Referring expression grounding data
※ ※ ※
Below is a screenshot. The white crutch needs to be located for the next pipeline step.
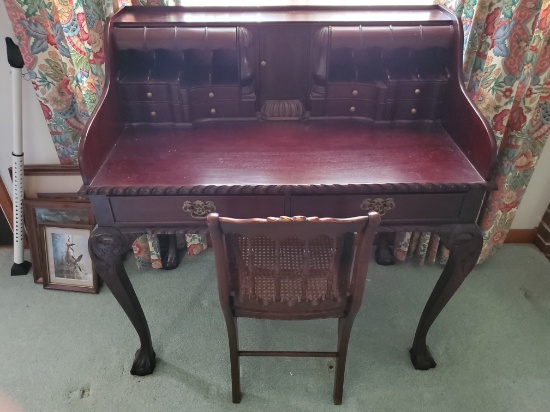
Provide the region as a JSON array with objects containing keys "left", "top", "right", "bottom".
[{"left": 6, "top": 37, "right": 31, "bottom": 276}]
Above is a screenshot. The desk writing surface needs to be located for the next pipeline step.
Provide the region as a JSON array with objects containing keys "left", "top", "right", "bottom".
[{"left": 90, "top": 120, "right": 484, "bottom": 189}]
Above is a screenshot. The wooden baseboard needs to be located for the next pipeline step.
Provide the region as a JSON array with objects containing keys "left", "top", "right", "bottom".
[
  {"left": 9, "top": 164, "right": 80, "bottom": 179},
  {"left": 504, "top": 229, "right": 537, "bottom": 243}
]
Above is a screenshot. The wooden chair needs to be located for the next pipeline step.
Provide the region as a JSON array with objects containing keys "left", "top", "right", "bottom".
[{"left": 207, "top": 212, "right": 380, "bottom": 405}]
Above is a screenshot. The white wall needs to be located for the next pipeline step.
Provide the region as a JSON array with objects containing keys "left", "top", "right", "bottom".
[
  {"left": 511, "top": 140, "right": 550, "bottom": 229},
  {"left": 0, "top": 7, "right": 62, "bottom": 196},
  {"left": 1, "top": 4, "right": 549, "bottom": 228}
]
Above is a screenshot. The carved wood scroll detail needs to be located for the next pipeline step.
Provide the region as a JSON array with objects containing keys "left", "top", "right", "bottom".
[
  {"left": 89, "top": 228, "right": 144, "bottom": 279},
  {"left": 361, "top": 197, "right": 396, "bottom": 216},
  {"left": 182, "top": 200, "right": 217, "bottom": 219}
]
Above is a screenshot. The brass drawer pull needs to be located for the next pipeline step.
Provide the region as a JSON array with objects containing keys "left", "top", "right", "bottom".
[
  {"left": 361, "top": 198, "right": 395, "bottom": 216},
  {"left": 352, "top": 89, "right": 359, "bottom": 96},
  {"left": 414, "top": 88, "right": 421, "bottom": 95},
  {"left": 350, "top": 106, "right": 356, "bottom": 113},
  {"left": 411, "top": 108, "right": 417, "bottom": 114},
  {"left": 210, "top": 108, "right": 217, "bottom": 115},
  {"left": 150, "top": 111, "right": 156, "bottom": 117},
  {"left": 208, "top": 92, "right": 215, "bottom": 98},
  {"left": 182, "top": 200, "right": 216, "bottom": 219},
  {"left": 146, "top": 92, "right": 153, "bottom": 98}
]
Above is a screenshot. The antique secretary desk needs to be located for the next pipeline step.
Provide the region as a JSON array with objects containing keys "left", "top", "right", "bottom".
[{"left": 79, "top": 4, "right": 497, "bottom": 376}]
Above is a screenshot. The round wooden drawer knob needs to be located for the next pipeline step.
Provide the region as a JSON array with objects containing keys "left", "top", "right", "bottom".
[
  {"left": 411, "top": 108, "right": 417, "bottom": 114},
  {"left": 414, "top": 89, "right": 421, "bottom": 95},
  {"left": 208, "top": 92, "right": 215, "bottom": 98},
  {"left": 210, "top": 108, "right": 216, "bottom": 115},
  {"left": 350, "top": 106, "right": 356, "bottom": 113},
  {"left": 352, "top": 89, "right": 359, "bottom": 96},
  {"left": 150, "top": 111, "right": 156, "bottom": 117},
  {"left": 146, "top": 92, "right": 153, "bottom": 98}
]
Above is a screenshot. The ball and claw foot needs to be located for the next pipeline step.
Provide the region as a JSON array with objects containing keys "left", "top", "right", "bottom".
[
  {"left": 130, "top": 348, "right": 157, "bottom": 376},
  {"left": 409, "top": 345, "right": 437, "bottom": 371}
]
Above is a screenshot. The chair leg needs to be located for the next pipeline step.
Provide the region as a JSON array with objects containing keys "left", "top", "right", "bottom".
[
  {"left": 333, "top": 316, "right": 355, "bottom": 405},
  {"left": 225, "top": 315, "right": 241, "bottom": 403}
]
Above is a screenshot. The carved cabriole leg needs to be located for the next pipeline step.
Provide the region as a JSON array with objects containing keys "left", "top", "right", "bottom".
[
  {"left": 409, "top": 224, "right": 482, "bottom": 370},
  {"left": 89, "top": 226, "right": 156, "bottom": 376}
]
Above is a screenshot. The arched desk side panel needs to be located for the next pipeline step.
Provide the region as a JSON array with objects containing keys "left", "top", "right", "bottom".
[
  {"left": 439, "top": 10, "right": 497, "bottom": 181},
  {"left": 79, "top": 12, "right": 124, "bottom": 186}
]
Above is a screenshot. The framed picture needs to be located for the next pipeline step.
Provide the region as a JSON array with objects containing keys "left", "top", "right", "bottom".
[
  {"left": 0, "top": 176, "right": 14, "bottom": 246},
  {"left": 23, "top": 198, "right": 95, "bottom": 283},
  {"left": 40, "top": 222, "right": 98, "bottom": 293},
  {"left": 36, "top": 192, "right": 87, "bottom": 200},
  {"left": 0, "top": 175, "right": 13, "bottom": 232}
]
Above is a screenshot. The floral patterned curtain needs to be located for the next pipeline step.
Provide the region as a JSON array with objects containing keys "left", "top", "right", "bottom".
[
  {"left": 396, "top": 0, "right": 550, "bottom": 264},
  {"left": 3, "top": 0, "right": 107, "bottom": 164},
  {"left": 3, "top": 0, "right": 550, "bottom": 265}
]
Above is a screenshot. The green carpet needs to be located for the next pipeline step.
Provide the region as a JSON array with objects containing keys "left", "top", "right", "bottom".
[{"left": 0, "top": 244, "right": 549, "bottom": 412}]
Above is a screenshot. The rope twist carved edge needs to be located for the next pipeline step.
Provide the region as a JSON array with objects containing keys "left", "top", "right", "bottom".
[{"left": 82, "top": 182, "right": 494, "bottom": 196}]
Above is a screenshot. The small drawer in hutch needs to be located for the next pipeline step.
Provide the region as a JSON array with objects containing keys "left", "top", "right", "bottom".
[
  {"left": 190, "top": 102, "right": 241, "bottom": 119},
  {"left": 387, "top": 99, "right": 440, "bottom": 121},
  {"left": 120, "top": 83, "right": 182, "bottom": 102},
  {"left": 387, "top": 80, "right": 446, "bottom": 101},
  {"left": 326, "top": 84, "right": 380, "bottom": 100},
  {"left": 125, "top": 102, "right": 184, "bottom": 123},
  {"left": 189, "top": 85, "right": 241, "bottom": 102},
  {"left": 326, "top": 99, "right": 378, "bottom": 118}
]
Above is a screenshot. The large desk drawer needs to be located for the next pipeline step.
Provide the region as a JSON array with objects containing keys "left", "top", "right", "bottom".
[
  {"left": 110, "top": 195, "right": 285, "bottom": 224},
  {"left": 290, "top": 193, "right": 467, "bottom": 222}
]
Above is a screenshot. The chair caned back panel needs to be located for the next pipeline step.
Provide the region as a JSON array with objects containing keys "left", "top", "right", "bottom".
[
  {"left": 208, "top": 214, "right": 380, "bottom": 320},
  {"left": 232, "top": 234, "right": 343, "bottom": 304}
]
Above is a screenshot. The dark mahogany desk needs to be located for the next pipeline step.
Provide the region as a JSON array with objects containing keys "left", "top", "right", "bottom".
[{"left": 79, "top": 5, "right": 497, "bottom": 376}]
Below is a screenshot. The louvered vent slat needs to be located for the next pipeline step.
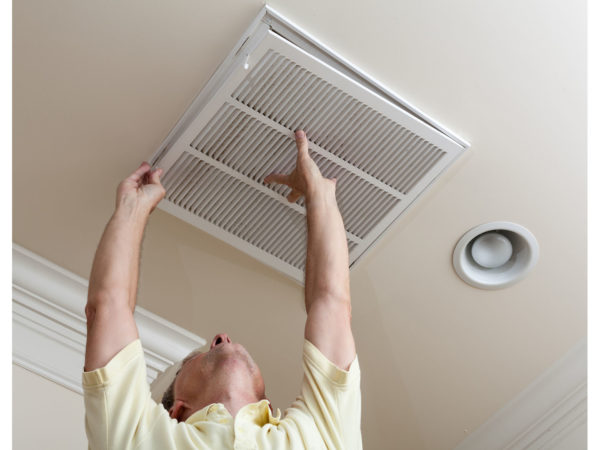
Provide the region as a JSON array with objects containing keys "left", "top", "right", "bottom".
※ ※ ※
Problem details -
Copy every line from the data that includes the string "chair".

Answer box -
Above is a screenshot. The wooden chair needs to be located for the next pipeline step.
Above is a screenshot. The chair leg needs to be located for the next pipeline step.
Above is a screenshot. The chair caned back panel needs to be located for the next pipeline step.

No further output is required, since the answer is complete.